__The task__.
Start at the top of the records below and copy them exactly to the end.

__Information provided__.

/---

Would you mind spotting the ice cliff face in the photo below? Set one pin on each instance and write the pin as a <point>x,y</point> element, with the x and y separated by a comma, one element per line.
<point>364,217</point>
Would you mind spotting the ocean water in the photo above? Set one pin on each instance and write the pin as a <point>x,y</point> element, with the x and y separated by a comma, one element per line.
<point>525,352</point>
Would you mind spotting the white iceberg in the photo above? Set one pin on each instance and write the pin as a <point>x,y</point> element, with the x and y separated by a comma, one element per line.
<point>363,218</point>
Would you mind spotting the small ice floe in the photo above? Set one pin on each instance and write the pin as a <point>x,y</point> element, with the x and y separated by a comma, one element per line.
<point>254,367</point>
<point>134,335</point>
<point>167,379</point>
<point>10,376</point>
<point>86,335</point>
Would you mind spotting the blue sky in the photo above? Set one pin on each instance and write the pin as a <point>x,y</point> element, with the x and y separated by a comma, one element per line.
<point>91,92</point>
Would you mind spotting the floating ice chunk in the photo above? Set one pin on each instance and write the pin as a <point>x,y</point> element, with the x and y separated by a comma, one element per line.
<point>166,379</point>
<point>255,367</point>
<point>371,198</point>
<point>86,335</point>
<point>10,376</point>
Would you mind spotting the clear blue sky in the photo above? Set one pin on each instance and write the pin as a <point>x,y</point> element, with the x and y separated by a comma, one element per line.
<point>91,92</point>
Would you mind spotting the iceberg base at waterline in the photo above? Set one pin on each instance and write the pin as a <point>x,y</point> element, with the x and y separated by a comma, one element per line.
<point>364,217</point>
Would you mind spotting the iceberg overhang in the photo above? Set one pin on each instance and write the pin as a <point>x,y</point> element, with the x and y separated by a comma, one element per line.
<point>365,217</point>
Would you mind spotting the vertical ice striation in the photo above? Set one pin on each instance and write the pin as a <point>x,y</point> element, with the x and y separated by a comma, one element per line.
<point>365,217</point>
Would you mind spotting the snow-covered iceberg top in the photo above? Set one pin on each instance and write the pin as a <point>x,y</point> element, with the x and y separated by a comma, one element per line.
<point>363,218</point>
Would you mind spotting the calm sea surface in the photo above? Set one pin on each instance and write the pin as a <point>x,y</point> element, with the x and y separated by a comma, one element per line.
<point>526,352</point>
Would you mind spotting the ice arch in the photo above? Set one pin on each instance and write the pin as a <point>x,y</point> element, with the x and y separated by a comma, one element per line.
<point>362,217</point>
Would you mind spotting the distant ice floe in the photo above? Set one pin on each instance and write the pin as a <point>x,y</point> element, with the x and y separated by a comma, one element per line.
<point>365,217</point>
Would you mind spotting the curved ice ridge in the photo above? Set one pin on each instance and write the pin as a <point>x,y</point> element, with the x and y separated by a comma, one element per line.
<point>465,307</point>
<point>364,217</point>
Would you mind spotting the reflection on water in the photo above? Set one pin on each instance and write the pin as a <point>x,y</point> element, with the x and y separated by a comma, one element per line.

\---

__Exercise result__.
Would you mind spotting the ice cliff face in the photo below? Set one pin on each instance and write the pin as a <point>x,y</point> element, with the x and y separated by a comma, one element per line.
<point>364,217</point>
Would you mind spotting the ocean water in the photo above? Set one pin on each instance and write the pin as a <point>x,y</point> element, with the x and y separated by a comma, one element per line.
<point>525,352</point>
Would you mind spotting the white iceberg in the photo above? Set one pin on each instance and write the pin as a <point>x,y</point> element, with the x and y separated by a comma, one element per line.
<point>363,218</point>
Would you mind spotting the small ice floe in the photo above? Set one pin on each instance and write the pin as a <point>x,y</point> element, with the x and y separated by a comma, one element per line.
<point>254,367</point>
<point>134,335</point>
<point>167,379</point>
<point>10,376</point>
<point>86,335</point>
Would you mind spotting the blue sky in the photo above? Set one pin on each instance and write the pin as a <point>x,y</point> element, with the x and y separated by a comma, one element per line.
<point>91,92</point>
Would you mind spotting the floating ice chunk in the photo above? Set one pin on each instance and write the pin as a <point>x,y</point> element, with the x and y separated by a comma, one element per line.
<point>166,379</point>
<point>255,367</point>
<point>371,198</point>
<point>86,335</point>
<point>10,376</point>
Would you mind spotting the clear blue sky in the photo above? Set one pin on each instance and write the pin as a <point>x,y</point> element, with the x and y separated by a comma, one element per line.
<point>91,92</point>
Would you mind spotting the iceberg base at waterline in the photo above? Set one pin on each instance and write the pin as a <point>x,y</point> element, with the x and y separated by a comma, one element per line.
<point>364,217</point>
Would you mind spotting the iceberg overhang in the photo above? Set one pin on each instance and write the pin as a <point>x,y</point> element, with the x and y separated by a comma, one element per line.
<point>365,217</point>
Would you mind spotting the vertical ice striation in the photo above? Set one pin on each instance and write the pin as a <point>x,y</point> element, with the x and y separated by a comma, one element per line.
<point>365,217</point>
Would you mind spotting the snow-covered iceberg top in the photo above? Set one pin on each instance and write the pin as a <point>x,y</point> element, with the x and y separated by a comma, one element per line.
<point>363,218</point>
Would you mind spotting the calm sea surface in the photo above? Set one pin on each instance and write the pin as a <point>x,y</point> element, with the x and y separated by a comma, one element per line.
<point>526,352</point>
Would you mind spotting the ice arch in the photo above? Set one pin on each instance and write the pin as a <point>x,y</point> element, with the x and y separated by a comma, one element per line.
<point>362,217</point>
Would you mind spotting the distant ice floe in the photo above? Set one pin on each instance and write the pin as a <point>x,y</point> element, with the x and y separated by a comma, one element per line.
<point>365,217</point>
Would you mind spotting the curved ice ridge in the photo above? Set one pin on each instance and write the pin as a <point>x,y</point> element, with the x and y separated by a comma, one element per line.
<point>465,307</point>
<point>364,217</point>
Would you mind spotting the reflection on water in the photo above? Set one pin on each instance and write the pin as a <point>x,y</point> element, with the x and y separated by a comma, one element per line.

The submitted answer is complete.